*** Input for this task ***
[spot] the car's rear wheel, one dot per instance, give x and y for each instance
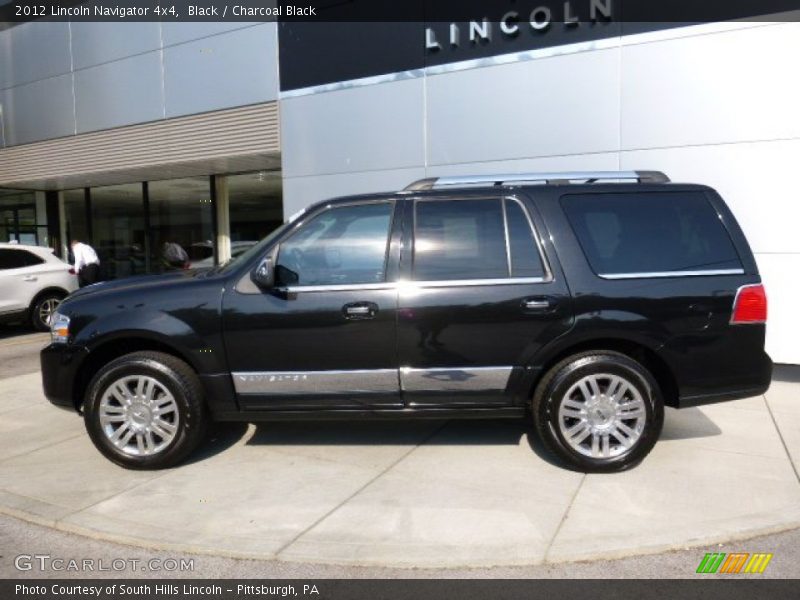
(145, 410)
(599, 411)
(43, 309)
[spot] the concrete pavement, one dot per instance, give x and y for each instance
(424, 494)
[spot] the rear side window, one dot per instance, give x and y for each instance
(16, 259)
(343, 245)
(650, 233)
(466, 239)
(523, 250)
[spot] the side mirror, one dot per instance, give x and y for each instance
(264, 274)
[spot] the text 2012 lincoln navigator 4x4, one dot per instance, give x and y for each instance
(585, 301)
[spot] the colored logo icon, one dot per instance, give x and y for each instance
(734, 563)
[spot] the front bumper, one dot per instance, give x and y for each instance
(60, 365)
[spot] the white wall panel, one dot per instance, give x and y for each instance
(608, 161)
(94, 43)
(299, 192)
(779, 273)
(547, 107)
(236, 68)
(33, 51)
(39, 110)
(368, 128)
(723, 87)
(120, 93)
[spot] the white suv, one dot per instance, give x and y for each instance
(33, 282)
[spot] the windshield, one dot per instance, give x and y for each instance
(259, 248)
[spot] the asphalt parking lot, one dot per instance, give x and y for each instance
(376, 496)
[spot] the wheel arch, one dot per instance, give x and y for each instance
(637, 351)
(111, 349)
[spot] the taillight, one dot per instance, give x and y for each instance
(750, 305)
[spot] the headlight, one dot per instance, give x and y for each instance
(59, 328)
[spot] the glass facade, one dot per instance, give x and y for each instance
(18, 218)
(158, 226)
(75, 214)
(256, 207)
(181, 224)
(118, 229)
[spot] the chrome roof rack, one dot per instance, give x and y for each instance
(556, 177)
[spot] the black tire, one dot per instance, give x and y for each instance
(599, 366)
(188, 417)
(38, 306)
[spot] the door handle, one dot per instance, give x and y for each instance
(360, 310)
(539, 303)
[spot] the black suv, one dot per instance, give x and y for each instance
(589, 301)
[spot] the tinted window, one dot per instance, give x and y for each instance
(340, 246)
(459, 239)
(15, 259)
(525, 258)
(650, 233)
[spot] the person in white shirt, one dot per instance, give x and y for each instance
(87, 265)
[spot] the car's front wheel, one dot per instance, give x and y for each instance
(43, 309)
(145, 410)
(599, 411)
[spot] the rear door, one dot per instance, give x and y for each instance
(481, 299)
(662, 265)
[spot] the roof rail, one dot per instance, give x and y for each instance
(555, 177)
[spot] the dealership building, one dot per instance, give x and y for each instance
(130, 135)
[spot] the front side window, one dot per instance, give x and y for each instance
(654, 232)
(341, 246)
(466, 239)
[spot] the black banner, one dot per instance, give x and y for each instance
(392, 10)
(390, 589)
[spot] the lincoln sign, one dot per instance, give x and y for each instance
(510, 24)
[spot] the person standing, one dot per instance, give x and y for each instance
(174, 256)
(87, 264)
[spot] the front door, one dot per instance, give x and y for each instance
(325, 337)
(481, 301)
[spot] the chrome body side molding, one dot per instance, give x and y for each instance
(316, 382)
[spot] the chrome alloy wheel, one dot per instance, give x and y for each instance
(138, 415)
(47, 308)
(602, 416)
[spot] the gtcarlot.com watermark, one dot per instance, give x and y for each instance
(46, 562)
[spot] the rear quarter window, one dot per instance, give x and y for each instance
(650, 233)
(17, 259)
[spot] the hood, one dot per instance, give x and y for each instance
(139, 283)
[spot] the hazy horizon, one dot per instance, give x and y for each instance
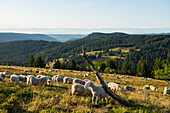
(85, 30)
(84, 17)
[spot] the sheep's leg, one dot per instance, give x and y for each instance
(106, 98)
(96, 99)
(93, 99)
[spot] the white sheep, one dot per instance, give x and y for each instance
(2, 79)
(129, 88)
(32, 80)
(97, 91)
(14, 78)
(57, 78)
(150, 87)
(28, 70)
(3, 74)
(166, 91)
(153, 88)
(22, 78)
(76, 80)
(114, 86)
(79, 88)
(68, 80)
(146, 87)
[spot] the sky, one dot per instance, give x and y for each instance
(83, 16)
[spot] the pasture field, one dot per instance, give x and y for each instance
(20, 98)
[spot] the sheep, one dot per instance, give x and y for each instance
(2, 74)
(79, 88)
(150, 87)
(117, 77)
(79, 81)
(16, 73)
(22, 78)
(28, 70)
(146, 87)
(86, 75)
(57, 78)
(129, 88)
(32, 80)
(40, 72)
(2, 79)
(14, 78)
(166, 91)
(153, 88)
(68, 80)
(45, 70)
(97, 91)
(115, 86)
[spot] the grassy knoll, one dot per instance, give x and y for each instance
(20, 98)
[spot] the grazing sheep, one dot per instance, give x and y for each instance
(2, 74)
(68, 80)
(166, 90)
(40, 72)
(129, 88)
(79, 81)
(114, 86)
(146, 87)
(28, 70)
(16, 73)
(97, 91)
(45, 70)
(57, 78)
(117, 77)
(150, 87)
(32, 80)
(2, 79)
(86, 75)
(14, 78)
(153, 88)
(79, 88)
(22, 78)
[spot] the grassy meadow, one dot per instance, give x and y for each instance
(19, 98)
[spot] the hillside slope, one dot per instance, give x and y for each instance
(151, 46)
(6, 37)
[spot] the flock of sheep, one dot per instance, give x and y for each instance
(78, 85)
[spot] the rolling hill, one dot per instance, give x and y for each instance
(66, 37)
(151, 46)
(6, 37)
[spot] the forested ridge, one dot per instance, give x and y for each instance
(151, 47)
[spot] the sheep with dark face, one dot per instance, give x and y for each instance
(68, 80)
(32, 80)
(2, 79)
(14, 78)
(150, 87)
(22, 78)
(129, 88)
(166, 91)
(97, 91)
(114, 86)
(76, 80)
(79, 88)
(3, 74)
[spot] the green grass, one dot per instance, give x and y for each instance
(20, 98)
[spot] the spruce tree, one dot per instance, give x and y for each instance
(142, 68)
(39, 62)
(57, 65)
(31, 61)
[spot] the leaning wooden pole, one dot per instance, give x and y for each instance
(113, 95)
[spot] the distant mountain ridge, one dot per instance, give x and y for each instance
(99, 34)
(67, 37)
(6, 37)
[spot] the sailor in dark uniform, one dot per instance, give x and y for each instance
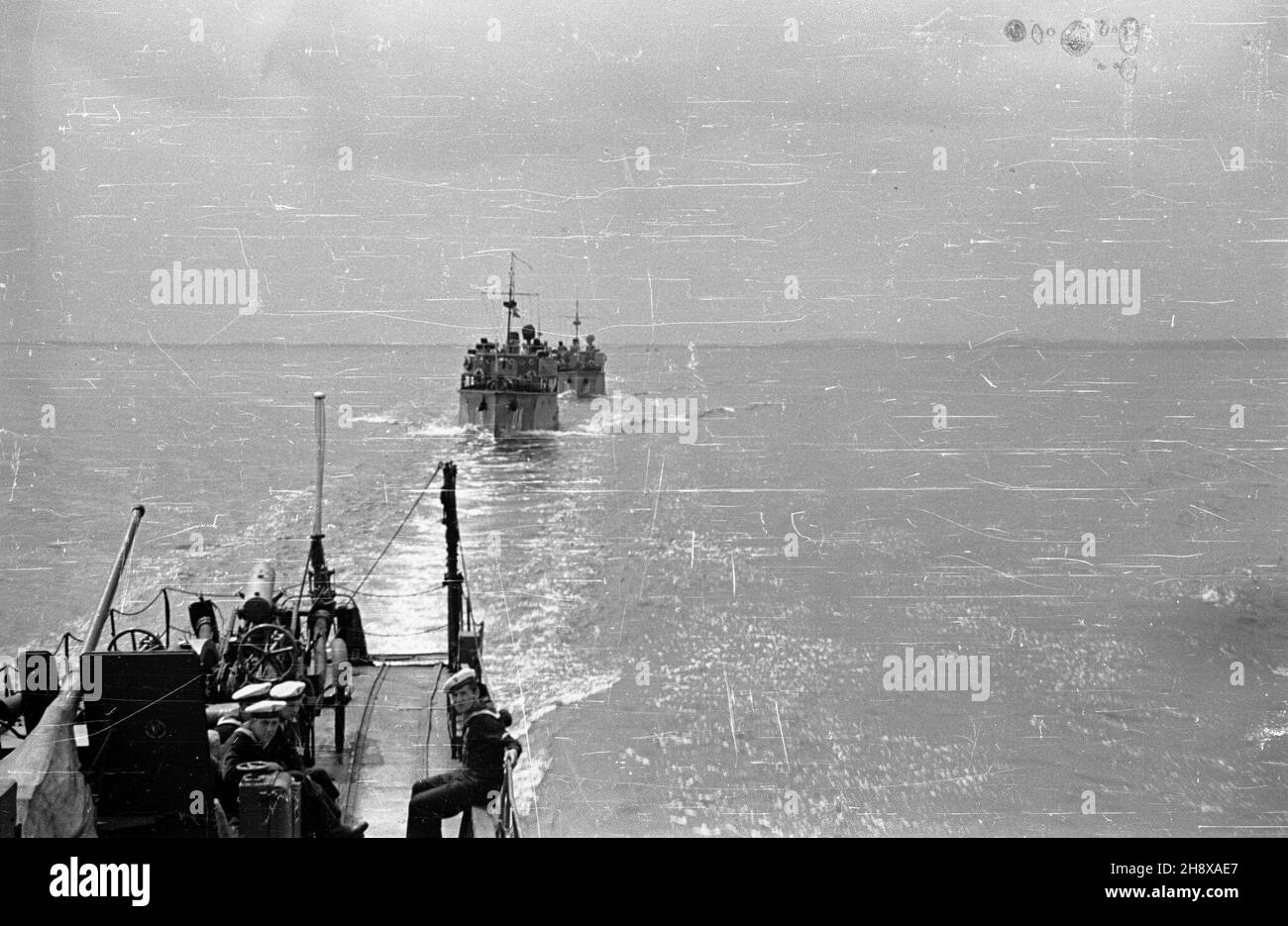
***
Aim of the exercise – Each record must be quoted in full and exactly. Do not include the pictures.

Full solution –
[spot] the car's rear wheel, one dot per instance, give x and y for each instance
(145, 410)
(599, 411)
(43, 309)
[spot] the concrete pavement, one dot per instance, give x and y for each instance
(424, 494)
[spot] the rear side window, one dot per instance, give x and y for each instance
(16, 259)
(343, 245)
(650, 233)
(466, 239)
(523, 250)
[spot] the side mirror, one dot per instance, give x and y for each instance
(264, 274)
[spot] the text 2012 lincoln navigator 4x4, one dot per instance, give x and y for each instance
(585, 301)
[spot] the colored logo icon, one dot per instance, give x and y for each instance
(734, 563)
[spot] the front bumper, one dot per instance, give x and y for each instance
(60, 365)
[spot] the white wall panel, one dot per instance, give x and y for each instance
(608, 161)
(94, 43)
(299, 192)
(779, 273)
(547, 107)
(236, 68)
(33, 51)
(39, 110)
(368, 128)
(723, 87)
(120, 93)
[spot] the white suv, one dot per instance, give x and y for each instance
(33, 282)
[spot] the windshield, one dot per instance, give x and y for each instance
(259, 248)
[spot] the asphalt parking lot, one dot per instance, give x and y for each instance
(376, 496)
[spot] the wheel arch, one dot per instance, give x and y for each instance
(637, 351)
(111, 349)
[spot] the taillight, one dot per instance, give x and y for each instance
(750, 305)
[spot] the headlight, one dot per instance, give x and y for each instance
(59, 328)
[spot] the glass facade, one dot per instance, give x and y for each instance
(18, 218)
(158, 226)
(75, 214)
(256, 207)
(181, 224)
(118, 229)
[spot] the chrome roof rack, one dot per instance, give x and y for each instance
(556, 177)
[spot] the black tire, one dot per instance, give x and y for each instance
(599, 366)
(188, 417)
(38, 306)
[spot] the door handle, one dot per instance, give x and y for each instance
(360, 310)
(539, 303)
[spot] the black suv, one dot per instance, give x and y for each instance
(589, 301)
[spot] the tinted window, one dot per instance, give x and y for each instance
(340, 246)
(459, 239)
(15, 259)
(525, 258)
(650, 233)
[spot] the person in white shirt, one dot per instance, give x and y for each instance
(87, 265)
[spot] the car's front wheel, one dot per instance, give x and y for each instance
(43, 309)
(145, 410)
(599, 411)
[spot] the rear door, one dot per instance, give x and y for each instance
(481, 299)
(662, 265)
[spot] the roof rail, one dot per instance, give x and y for each instance
(555, 177)
[spot] the dealership building, one dot per instance, give x and y for each instance
(130, 135)
[spot] the front side window, one dot per instance, give x and y for each instance
(654, 232)
(341, 246)
(466, 239)
[spot] the black banner, one dot per instance, give x and y for each instance
(392, 10)
(390, 589)
[spot] the lincoln sign, one dot per instance, give x and y for each instance
(510, 24)
[spot] the person standing, one dot per instance, give x and y for each instance
(174, 256)
(87, 264)
[spot] the front door, one dot per instance, give x and y for each instance
(325, 337)
(481, 301)
[spot] the chrome body side molding, one dot per instance, give x and y for each instance
(316, 382)
[spot] the chrome alloy wheel, one dot per instance, give x and y for each instance
(138, 415)
(47, 308)
(602, 416)
[spot] the gtcarlot.com watermark, one dot per instance, give x and y for each instance
(46, 562)
[spot] the rear quarter window, one dot per instance, give x and y for each instance
(650, 233)
(17, 259)
[spot] the hood, one dot per instance, give x and y for each instance
(139, 283)
[spot] the hazy horizon, one dot per instance, give x and y for each instance
(85, 30)
(84, 17)
[spot] the sheep's leg, one dot per instance, give x and y for each instance
(106, 98)
(96, 99)
(93, 99)
[spot] the white sheep, one dot per instance, give x and y for each instance
(2, 79)
(129, 88)
(32, 80)
(97, 91)
(14, 78)
(57, 78)
(150, 87)
(28, 70)
(3, 74)
(166, 91)
(153, 88)
(22, 78)
(76, 80)
(114, 86)
(79, 88)
(68, 80)
(146, 87)
[spot] the sky, one dot per instance, give x and y for each instance
(83, 16)
[spot] the pasture field, one dot per instance, give x and y for each instance
(20, 98)
[spot] the sheep, one dot per instance, give x and y for each instance
(2, 74)
(79, 88)
(150, 87)
(117, 77)
(79, 81)
(16, 73)
(22, 78)
(28, 70)
(146, 87)
(86, 75)
(57, 78)
(129, 88)
(32, 80)
(40, 72)
(2, 79)
(14, 78)
(166, 91)
(153, 88)
(68, 80)
(45, 70)
(97, 91)
(115, 86)
[spot] the grassy knoll, one dot per instance, give x and y for each instance
(20, 98)
[spot] the grazing sheep, one dot per instance, give x and y for each instance
(2, 74)
(68, 80)
(166, 90)
(40, 72)
(129, 88)
(79, 81)
(114, 86)
(146, 87)
(28, 70)
(16, 73)
(97, 91)
(45, 70)
(57, 78)
(117, 77)
(150, 87)
(32, 80)
(2, 79)
(86, 75)
(14, 78)
(153, 88)
(79, 88)
(22, 78)
[spot] the grassy meadow, one dot per instance, give x and y for each instance
(19, 98)
[spot] the hillside slope, one dot per instance, give x and y for each instance
(151, 46)
(6, 37)
[spot] the flock of sheep, one dot per instance, give x and y for each instance
(78, 85)
[spot] the rolling hill, one dot per instance, give x and y for each instance
(66, 37)
(151, 46)
(6, 37)
[spot] the forested ridge, one dot per instance, give x and y for each instance
(151, 47)
[spot] the sheep with dark face, one dot per instance, give x and y for each instance
(68, 80)
(32, 80)
(2, 79)
(14, 78)
(150, 87)
(22, 78)
(129, 88)
(166, 91)
(97, 91)
(114, 86)
(76, 80)
(79, 88)
(3, 74)
[spot] the green grass, one dot per instance, give x and y for each instance
(20, 98)
[spot] the spruce tree, one dot per instance, give x and y for each instance
(142, 68)
(39, 62)
(57, 65)
(31, 61)
[spot] the leaning wooden pole, one dot per instance, give x and y for each instance
(113, 95)
[spot] the distant mountain ridge, one dot per instance, give x and y for each instance
(99, 34)
(67, 37)
(6, 37)
[spot] the sailor in dark uniform, one dot per instance, give x and y for each instance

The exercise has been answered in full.